INFORMATION SHOWN:
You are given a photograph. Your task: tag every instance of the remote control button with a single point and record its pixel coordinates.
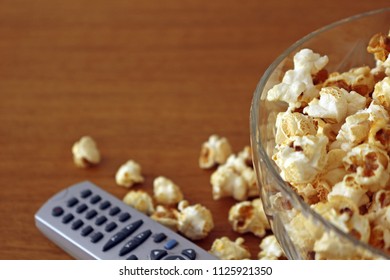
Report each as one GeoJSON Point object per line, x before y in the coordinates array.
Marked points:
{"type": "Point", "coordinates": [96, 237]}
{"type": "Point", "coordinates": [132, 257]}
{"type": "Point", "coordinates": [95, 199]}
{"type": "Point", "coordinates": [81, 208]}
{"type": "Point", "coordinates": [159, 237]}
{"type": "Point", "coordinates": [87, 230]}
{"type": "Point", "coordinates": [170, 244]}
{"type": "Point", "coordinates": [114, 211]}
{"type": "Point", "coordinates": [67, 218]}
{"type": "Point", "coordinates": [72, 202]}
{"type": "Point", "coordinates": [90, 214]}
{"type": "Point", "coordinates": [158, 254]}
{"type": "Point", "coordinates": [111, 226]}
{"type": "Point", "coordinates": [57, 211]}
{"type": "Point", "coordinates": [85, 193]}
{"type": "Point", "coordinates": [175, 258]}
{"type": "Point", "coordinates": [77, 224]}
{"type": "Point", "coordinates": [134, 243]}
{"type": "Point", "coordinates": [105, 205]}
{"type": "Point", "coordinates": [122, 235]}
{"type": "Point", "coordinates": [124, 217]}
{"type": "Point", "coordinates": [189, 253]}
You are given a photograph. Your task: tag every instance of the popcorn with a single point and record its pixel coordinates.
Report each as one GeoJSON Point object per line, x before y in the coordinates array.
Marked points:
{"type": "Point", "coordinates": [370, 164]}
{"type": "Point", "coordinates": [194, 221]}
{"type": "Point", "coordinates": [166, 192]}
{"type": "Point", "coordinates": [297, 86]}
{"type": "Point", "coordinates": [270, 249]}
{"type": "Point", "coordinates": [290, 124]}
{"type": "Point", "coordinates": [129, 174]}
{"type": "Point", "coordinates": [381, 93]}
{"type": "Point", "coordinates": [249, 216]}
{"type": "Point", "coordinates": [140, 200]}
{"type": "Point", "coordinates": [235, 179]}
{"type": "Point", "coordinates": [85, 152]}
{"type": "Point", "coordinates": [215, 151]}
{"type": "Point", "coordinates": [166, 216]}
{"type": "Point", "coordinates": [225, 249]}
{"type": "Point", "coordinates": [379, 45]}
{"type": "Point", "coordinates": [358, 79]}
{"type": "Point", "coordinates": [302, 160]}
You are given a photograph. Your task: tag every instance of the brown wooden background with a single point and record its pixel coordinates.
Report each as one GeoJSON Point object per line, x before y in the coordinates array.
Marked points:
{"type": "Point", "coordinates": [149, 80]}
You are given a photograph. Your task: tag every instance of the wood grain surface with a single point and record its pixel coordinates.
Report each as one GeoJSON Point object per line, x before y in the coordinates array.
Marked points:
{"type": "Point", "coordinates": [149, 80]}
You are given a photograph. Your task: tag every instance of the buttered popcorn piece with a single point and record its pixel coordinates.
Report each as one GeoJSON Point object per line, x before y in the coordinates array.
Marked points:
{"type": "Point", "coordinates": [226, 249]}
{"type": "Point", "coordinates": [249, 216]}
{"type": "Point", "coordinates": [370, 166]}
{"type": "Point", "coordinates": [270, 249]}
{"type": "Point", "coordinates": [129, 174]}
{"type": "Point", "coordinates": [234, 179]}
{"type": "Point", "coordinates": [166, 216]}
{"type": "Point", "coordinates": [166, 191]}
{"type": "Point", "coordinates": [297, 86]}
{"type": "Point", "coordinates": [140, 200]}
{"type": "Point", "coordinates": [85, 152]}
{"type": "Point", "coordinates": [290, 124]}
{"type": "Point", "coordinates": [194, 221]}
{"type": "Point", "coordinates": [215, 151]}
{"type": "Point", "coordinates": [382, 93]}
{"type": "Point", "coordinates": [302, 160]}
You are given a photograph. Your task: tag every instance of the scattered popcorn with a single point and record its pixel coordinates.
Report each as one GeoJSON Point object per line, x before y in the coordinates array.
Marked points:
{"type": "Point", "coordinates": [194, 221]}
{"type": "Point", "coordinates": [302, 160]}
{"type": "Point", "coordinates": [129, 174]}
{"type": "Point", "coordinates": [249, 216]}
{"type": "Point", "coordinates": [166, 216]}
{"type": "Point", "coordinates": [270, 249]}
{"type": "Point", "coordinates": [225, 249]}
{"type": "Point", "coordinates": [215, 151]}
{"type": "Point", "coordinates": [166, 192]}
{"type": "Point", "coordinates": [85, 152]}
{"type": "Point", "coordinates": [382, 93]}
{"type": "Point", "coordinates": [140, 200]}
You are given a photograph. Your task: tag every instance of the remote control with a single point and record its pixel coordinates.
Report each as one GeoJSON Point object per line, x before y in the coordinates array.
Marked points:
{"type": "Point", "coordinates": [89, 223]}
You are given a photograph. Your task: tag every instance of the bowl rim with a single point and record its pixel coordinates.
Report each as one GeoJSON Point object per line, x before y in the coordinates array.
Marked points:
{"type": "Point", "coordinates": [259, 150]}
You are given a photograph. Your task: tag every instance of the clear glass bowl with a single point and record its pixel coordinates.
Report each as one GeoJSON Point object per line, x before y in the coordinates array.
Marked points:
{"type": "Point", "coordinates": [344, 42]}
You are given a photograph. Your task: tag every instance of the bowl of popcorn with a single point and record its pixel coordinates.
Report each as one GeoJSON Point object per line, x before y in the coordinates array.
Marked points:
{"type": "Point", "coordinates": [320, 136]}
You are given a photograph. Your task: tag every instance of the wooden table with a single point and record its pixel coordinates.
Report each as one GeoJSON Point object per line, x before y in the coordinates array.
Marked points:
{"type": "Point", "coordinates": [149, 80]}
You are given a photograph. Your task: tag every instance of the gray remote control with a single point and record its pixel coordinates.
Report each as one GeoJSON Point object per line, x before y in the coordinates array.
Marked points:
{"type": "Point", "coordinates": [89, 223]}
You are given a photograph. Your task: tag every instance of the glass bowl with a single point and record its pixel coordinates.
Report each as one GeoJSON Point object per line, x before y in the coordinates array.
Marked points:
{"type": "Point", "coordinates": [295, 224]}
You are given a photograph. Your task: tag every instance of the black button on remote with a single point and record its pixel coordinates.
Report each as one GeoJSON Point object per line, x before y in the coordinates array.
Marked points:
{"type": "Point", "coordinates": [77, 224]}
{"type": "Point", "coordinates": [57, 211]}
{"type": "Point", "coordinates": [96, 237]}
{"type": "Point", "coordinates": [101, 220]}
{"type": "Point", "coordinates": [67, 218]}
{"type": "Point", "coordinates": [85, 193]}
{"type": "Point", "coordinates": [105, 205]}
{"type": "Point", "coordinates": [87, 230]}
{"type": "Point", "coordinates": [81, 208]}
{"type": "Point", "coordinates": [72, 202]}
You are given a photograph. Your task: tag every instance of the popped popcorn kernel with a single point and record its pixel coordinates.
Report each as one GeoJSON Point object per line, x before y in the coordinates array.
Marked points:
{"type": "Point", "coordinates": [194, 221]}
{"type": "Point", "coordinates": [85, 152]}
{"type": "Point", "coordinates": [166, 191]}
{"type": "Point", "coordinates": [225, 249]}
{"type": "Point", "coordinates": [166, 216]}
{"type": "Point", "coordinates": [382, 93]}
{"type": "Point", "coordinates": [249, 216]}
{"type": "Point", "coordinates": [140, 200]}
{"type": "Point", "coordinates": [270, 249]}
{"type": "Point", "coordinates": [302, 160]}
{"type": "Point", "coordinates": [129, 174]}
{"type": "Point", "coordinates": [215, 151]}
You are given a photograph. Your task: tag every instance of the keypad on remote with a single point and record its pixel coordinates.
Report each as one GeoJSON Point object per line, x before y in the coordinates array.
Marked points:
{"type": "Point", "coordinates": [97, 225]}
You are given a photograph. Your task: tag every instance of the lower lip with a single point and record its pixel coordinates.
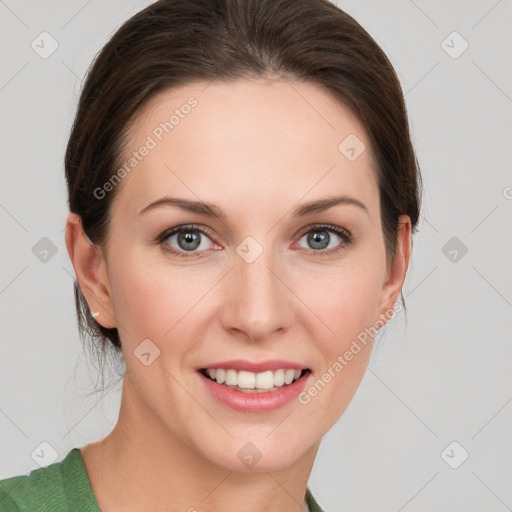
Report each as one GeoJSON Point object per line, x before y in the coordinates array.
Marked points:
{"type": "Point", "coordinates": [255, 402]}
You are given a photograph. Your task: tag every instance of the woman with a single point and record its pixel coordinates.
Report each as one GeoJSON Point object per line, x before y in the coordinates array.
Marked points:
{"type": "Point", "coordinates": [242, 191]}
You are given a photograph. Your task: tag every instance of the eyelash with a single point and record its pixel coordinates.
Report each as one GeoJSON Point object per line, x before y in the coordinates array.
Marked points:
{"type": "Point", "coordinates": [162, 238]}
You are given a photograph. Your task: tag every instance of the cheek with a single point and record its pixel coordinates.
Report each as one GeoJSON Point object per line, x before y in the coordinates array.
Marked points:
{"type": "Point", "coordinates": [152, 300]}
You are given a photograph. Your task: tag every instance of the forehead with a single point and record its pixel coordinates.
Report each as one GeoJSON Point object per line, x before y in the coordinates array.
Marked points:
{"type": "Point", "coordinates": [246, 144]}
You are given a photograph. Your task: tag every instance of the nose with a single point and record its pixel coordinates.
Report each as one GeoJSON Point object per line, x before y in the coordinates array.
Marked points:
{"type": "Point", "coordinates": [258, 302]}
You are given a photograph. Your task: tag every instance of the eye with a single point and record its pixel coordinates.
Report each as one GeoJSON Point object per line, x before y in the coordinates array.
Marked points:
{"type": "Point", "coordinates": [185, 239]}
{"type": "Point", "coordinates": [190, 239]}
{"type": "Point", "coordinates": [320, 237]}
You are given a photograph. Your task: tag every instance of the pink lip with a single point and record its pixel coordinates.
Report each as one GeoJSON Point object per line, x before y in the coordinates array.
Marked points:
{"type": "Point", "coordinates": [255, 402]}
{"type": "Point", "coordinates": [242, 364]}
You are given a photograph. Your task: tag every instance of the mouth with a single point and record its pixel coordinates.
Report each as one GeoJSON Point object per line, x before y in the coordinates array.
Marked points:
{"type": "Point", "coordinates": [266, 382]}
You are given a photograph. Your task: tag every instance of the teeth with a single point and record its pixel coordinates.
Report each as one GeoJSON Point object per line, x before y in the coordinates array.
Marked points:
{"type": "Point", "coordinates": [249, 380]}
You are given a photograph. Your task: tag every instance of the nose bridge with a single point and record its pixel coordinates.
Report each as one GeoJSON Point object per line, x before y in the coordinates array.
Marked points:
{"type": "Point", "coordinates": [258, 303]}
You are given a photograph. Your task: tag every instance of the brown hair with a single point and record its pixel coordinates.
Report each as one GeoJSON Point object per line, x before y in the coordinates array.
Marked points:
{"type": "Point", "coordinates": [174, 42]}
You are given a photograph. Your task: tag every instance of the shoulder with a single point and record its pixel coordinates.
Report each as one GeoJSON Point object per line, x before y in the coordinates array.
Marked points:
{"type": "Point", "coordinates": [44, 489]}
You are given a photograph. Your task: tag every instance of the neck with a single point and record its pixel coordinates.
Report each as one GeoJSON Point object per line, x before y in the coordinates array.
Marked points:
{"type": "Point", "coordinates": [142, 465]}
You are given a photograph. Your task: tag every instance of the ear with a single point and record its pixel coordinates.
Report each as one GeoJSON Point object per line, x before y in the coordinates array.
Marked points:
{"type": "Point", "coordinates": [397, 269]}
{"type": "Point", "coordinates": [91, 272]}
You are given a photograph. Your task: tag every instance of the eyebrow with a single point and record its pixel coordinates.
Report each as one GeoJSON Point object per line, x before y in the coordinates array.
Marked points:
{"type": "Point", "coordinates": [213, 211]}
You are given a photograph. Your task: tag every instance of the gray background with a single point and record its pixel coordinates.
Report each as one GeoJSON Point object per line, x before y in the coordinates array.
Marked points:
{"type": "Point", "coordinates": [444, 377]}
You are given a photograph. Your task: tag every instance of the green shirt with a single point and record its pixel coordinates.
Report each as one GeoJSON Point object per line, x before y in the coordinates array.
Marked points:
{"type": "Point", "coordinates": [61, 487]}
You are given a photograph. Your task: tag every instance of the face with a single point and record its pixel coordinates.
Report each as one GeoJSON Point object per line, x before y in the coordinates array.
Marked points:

GIVEN TASK: Quote only the lines from the line containing "the gray background" through the end of the entries, keeping the first and the last.

TASK OUTPUT:
You are given a photograph. Your task: tag every instance of the gray background with a single point and record its pixel coordinates.
Report each as one GeoJSON Point object per line, x before y in the coordinates array.
Marked points:
{"type": "Point", "coordinates": [444, 377]}
You are given a photograph. Your task: tag every instance of the green shirt with a single point and record its pixel coordinates.
Report each as one GeoJSON Point object per line, x before y in the coordinates array.
Marked points:
{"type": "Point", "coordinates": [61, 487]}
You are given a photograph. Your task: tag every instance of the face with a single point and record its pixel coordinates.
Report each as one GeoJSON Point object per line, x before y in the coordinates array.
Marked points:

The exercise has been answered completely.